→ **WHAT YOU ARE ASKED TO DO**:
Please write out, exactly as they appear, the line containing "The endpoint marks every instance of the small tag" and every line after it to the end of the records, and nothing more.

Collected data
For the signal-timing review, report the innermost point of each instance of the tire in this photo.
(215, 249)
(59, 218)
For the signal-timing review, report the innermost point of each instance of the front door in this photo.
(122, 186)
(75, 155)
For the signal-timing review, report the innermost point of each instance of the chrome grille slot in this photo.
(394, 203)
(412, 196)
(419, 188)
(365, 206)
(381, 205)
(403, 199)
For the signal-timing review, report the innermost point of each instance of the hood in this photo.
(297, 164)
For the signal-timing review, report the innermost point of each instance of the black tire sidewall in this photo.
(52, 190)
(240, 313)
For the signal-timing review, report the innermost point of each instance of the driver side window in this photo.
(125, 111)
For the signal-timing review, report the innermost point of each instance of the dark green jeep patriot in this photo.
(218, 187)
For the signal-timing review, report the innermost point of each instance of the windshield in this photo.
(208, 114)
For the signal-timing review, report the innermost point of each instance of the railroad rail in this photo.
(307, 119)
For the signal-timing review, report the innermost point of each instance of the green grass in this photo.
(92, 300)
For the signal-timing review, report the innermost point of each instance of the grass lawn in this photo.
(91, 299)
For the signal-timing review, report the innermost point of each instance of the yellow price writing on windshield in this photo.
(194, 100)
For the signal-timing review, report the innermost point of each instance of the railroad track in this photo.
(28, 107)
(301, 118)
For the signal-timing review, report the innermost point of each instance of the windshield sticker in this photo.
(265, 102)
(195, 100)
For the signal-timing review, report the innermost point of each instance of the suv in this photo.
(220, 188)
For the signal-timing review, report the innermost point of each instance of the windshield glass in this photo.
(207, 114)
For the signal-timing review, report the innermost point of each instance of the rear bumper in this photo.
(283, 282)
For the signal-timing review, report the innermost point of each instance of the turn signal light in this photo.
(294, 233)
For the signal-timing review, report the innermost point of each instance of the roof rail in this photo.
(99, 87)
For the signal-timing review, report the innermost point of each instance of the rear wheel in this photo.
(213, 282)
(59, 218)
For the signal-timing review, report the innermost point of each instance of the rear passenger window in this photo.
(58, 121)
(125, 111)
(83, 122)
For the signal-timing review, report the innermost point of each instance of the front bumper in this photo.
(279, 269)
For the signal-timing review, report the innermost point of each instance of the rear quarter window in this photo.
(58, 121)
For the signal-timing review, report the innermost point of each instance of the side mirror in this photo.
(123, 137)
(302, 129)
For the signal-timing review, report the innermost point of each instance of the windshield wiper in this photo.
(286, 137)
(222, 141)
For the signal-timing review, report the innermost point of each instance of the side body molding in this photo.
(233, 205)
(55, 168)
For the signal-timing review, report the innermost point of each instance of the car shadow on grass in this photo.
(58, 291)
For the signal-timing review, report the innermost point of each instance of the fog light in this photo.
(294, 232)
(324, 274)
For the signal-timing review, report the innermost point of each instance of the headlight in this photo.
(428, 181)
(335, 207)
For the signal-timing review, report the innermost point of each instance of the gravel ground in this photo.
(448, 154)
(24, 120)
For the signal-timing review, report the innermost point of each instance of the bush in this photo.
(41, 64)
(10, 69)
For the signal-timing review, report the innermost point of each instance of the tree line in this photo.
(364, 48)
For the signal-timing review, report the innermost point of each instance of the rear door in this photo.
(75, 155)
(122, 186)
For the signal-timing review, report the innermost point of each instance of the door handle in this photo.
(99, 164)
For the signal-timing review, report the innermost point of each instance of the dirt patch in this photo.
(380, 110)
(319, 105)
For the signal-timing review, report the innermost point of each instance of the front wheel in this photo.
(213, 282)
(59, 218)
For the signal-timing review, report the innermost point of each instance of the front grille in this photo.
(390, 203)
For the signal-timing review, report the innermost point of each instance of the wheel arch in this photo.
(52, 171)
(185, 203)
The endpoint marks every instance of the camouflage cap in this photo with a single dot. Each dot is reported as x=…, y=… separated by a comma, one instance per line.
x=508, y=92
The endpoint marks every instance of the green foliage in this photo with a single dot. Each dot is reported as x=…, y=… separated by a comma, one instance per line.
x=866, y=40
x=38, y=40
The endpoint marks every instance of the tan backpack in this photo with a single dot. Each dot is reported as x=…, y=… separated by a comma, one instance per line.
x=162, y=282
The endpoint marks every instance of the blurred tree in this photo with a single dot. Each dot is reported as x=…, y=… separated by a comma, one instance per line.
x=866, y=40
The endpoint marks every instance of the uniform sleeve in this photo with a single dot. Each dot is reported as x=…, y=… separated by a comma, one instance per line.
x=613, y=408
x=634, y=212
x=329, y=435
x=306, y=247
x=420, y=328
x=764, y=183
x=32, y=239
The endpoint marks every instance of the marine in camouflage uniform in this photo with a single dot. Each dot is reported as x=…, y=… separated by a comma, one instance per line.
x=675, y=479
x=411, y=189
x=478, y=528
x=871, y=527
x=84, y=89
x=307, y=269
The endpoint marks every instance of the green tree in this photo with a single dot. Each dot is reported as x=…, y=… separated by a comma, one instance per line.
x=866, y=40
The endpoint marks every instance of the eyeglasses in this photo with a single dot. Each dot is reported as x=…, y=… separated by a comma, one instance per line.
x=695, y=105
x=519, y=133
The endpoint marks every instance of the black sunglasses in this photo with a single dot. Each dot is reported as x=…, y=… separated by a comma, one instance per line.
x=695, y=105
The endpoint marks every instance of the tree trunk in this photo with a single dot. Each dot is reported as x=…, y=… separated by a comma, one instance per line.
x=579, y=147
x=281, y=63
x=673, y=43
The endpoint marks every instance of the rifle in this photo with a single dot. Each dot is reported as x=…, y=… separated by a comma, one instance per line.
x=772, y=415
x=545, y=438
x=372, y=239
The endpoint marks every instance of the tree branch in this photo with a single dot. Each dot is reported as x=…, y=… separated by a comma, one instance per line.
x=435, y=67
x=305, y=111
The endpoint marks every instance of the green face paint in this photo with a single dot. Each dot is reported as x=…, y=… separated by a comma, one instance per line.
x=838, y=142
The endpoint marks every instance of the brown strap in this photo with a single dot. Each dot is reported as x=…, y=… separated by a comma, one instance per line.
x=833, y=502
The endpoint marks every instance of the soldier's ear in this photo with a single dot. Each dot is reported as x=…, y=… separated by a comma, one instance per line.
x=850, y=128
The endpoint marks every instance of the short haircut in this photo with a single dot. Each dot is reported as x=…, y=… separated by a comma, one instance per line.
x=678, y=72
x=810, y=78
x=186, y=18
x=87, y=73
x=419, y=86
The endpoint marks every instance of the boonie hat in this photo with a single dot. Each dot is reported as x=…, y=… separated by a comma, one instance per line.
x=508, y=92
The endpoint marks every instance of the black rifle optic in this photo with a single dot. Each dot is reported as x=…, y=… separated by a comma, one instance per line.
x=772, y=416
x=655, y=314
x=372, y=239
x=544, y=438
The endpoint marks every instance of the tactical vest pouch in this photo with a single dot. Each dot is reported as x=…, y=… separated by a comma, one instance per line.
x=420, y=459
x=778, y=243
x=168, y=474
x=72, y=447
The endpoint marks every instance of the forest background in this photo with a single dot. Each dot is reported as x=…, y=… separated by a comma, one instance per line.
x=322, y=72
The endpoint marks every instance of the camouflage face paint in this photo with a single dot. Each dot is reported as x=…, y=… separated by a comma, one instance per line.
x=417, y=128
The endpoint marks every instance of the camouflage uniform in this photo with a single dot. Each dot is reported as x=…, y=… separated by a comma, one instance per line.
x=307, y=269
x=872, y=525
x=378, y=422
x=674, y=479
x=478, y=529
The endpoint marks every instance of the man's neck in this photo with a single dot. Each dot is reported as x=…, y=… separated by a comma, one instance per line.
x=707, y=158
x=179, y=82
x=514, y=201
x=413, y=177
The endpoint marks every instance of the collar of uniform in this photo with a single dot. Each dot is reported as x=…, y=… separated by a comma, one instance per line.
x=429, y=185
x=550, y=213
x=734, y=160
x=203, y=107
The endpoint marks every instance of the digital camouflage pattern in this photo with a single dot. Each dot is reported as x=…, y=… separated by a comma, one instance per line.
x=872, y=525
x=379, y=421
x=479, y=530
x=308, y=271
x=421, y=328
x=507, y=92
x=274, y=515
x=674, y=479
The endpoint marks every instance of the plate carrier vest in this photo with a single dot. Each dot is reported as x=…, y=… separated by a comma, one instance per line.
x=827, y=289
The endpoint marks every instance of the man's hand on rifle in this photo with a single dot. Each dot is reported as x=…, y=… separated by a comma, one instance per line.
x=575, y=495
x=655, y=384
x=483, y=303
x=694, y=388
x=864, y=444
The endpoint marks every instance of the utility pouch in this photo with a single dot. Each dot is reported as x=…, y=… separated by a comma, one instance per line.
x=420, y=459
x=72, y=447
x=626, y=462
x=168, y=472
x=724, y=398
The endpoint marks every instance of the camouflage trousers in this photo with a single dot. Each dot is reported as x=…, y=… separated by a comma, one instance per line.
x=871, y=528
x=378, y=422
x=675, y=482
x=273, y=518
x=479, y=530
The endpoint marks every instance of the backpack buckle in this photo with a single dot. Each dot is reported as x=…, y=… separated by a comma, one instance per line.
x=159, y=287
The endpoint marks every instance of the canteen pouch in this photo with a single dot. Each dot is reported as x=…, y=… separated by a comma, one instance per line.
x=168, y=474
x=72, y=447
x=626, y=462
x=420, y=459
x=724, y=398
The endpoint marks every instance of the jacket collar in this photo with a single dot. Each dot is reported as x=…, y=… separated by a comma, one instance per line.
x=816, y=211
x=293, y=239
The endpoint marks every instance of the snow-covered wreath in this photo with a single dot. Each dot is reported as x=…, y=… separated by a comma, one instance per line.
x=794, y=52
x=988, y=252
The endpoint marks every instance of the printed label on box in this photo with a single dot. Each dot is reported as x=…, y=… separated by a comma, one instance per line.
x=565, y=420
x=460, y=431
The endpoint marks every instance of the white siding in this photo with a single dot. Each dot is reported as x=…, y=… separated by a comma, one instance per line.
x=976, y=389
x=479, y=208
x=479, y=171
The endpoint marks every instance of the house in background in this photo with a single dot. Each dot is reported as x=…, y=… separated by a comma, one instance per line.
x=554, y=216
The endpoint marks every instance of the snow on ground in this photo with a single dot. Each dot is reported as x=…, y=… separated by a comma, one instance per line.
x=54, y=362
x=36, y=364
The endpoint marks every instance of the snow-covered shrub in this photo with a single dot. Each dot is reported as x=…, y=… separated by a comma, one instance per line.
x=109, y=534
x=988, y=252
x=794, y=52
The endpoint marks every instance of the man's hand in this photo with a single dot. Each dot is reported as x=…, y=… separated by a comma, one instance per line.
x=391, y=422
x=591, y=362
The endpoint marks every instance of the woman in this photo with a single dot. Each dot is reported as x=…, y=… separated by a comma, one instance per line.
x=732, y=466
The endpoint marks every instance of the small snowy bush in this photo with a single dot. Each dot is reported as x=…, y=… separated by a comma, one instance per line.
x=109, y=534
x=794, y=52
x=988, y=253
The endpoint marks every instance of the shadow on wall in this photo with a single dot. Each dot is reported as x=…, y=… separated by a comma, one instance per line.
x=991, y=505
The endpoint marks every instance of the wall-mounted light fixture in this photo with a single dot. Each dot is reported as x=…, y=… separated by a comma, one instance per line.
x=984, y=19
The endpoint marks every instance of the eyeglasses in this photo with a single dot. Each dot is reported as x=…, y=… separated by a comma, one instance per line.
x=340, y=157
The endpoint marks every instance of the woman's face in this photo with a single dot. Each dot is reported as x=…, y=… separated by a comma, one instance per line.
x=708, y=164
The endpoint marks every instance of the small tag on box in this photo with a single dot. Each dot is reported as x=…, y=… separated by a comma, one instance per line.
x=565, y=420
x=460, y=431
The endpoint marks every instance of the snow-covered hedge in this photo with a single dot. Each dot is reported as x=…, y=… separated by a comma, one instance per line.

→ **RESPONSE BOX**:
The endpoint marks every instance of the small tag on box in this photo with a single dot. Each dot is reported as x=…, y=… separated by a comma, one instance per line.
x=565, y=420
x=460, y=431
The endpoint marks every instance of the snow-covered hedge in this photo with a single dot. Each dot is reported as x=…, y=… separated by a comma, one instance per line.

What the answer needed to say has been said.